● **Page extract**:

— BEGIN —

Insight

Imran Khan: The downfall of the high-flying MP found guilty of sexual assault

Imran Khan Credit: PA

Imran Ahmad Khan was parachuted - literally skydiving - into his home town of Wakefield as a replacement Conservative candidate in 2019.

But soon after he landed, Mr Khan’s past began to catch up with him. Away from Wakefield, a man learned in horror that the person who had sexually assaulted him 11 years earlier was close to becoming an MP.

The man - who was 15-years-old at the time of the offence - experienced “an explosion of emotion” and called the Conservative Party to make them aware.

“I explained he’d sexually assaulted me as a child when I was 15,” the victim told Southwark Crown Court. Despite telling the party there was a police record of the incident from 2008, the victim told jurors the Tories didn’t take the allegation “very seriously”.

In the early hours of the 13th of December 2019, Imran Ahmad Khan was elected Wakefield’s first Conservative MP since 1932. He told the court it was the “proudest moment” of his life.

Days later, police opened an investigation after being told of the allegation of sexual assault. By May 2020, Imran Ahmad Khan received notice he was charged with sexually assaulting a child. It took more than a year until the charge was reported publicly, and for Mr Khan to have the whip suspended by his party.

During the case, Mr Khan’s lawyers tried to block reporting of his name altogether, and later of his sexuality and consumption of alcohol. They claimed the reporting would “expose Mr Khan to a risk to his safety both here and abroad.” The restrictions were eventually all lifted.

— END —

● **Record list**:

— BEGIN —

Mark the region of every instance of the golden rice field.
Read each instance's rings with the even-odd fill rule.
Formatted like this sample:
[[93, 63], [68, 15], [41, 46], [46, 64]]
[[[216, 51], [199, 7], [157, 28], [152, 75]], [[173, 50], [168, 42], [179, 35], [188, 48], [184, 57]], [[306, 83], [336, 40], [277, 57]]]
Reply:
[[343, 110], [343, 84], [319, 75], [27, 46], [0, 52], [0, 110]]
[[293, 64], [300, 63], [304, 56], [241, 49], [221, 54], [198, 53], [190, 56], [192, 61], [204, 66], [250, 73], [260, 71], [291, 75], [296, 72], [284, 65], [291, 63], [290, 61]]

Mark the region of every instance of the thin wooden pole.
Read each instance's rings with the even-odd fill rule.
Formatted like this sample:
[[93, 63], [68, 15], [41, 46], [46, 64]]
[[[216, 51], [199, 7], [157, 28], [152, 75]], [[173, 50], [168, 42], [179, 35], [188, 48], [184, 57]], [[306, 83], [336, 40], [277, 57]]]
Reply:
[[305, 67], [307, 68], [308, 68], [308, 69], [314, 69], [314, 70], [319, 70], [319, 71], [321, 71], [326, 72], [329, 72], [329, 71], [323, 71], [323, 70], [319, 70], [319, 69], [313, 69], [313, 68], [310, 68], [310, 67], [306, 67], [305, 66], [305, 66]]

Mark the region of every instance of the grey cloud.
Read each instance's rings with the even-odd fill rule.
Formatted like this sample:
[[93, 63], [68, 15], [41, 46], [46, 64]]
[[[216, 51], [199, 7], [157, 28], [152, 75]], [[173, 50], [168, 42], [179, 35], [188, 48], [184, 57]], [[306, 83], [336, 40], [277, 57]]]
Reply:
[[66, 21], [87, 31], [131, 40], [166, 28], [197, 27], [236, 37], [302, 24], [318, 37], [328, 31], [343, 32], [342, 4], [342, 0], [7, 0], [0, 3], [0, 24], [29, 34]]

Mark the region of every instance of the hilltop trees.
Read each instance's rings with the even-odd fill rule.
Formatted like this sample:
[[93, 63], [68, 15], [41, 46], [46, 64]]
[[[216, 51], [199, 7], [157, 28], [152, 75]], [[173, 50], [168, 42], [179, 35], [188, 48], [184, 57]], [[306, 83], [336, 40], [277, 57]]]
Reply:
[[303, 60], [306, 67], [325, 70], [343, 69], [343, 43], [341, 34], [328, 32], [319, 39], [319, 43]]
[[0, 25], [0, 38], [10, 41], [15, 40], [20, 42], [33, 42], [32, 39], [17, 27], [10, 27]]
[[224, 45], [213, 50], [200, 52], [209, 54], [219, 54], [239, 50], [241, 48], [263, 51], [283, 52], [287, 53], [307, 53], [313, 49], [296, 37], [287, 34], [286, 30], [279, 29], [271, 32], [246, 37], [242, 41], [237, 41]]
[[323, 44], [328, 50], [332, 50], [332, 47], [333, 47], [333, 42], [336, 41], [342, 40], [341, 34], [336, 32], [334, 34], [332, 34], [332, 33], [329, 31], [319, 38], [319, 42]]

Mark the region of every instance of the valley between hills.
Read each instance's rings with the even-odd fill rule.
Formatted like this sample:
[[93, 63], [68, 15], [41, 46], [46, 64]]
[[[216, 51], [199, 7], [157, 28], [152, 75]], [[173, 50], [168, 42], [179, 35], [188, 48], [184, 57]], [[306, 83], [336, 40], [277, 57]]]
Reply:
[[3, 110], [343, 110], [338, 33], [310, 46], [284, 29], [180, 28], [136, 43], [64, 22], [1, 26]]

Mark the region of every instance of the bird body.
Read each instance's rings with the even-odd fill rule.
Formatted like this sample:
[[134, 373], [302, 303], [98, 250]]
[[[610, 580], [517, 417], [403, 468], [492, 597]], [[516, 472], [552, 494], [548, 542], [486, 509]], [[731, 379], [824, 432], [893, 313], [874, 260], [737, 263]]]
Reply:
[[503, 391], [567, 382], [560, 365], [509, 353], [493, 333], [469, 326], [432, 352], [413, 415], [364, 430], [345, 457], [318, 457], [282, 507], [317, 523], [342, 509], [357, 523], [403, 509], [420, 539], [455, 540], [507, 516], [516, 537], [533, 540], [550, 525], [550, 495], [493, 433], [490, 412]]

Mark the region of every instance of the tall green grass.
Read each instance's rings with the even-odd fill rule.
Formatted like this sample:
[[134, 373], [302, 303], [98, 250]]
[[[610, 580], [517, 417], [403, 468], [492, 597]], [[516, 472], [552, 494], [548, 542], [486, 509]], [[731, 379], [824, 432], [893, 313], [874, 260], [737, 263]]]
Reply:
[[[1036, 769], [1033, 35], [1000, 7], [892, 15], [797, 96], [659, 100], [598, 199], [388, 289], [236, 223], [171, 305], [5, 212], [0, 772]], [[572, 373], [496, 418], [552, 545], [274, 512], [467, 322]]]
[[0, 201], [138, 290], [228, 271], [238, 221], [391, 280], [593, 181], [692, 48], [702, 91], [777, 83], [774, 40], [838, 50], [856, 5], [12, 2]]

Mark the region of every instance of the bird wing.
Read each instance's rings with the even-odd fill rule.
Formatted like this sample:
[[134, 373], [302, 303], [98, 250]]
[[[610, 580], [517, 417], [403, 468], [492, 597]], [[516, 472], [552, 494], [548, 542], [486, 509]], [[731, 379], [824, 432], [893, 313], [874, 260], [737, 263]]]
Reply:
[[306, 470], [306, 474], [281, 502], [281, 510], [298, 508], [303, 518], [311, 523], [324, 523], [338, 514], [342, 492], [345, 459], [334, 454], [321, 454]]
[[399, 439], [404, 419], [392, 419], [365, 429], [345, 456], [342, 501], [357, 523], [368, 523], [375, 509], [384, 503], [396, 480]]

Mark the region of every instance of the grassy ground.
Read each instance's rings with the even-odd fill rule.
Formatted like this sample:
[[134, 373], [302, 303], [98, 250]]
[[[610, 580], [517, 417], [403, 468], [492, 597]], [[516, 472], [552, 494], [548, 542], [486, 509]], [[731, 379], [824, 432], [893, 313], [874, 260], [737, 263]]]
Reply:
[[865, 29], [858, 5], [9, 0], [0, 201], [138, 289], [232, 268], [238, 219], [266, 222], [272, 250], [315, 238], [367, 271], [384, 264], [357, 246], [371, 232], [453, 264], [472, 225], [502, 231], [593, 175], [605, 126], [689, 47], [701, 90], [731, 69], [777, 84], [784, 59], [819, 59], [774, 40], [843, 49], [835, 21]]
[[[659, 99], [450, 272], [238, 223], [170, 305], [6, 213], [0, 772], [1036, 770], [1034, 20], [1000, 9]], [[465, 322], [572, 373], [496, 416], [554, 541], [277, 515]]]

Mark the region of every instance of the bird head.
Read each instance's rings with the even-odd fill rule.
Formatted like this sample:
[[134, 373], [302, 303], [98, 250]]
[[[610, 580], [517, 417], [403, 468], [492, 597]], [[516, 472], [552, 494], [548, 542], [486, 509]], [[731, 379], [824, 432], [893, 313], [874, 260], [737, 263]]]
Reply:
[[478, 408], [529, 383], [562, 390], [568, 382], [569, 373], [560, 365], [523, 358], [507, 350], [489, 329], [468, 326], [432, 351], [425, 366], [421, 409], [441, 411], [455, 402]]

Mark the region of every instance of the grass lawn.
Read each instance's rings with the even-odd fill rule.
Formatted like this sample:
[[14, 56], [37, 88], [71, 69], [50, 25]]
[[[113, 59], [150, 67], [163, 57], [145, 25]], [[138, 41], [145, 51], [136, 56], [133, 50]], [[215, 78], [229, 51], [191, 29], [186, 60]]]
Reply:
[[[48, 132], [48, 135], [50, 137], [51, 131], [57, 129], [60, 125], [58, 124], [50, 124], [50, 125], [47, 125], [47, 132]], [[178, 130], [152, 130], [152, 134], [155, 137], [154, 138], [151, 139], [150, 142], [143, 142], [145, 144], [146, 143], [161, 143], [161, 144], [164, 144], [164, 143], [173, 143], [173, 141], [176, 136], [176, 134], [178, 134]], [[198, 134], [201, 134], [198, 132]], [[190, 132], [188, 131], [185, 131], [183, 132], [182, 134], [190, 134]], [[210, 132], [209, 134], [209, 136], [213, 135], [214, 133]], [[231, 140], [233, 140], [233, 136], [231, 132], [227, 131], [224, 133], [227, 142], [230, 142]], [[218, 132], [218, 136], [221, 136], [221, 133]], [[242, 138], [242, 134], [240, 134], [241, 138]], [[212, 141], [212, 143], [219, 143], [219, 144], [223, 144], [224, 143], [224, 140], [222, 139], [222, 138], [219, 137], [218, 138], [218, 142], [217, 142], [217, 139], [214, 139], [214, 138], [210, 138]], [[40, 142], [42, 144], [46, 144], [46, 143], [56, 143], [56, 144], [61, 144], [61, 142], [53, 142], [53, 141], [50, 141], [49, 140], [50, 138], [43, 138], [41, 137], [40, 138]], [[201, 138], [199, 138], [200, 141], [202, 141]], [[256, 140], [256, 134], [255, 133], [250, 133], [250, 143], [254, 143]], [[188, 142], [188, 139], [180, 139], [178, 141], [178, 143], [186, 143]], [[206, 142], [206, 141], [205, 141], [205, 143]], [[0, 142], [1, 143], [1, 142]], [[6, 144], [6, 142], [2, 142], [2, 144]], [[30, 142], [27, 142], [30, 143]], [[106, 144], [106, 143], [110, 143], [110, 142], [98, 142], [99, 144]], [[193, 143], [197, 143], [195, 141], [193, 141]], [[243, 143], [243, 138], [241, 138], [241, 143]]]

— END —

● **Exercises to complete**:
• A. Answer these questions using the article on Imran Ahmad Khan.
(i) In which year was he brought into Wakefield as a replacement Conservative candidate?
(ii) How old was the victim when the offence took place?
(iii) Before his election, when had Wakefield last elected a Conservative MP?
• B. Carry on the article about Imran Ahmad Khan's downfall from its final paragraph.

● **Final answers**:
• A.
(i) 2019
(ii) 15 years old
(iii) 1932

• B.
In January 2008, Imran Ahmad Khan was travelling south after celebrating new year’s in the Lake District. He and a friend were invited to stop off at a friend of a friend’s house en route to attend a family birthday party.

The family said they were told that Mr Khan was “some sort of prince”, and he was allocated the final spare bed in the family’s home, in a room with two boys. As the party wore on, so did the drinking.

The court heard Imran Khan was seen topping up people’s glasses. One man wearing a kilt told jurors Mr Khan “lunged” towards him, and asked whether he was a “true scotsman”.

After the party Imran Khan found himself in his allocated bedroom alone with the two boys. The prosecution said he began trying to force the 15-year-old to drink gin. 

"I kept saying, 'I don't like it, I don't like it',” the victim told police in an interview seen by the court. “He kept forcing us to drink and I kept feeling a bit weird: ‘something's not right here, he's making us drink’."

The court was told the boys went to bed and turned off the lights in a bid to make Mr Khan stop. Instead, the 34-year-old Khan approached the 15-year-old boy as he lay in the upper bunk.

The victim told police he remembered Imran’s “breathing was getting quite heavy”, before he began groping his legs and attempting to reach his groin. The boy said he “sprang out of bed and ran”.

His parents broke down in tears in court as they recalled how their son was left "inconsolable" and "shaking" after the incident. The next day, Imran Khan was told to leave the family home and the incident was reported to police.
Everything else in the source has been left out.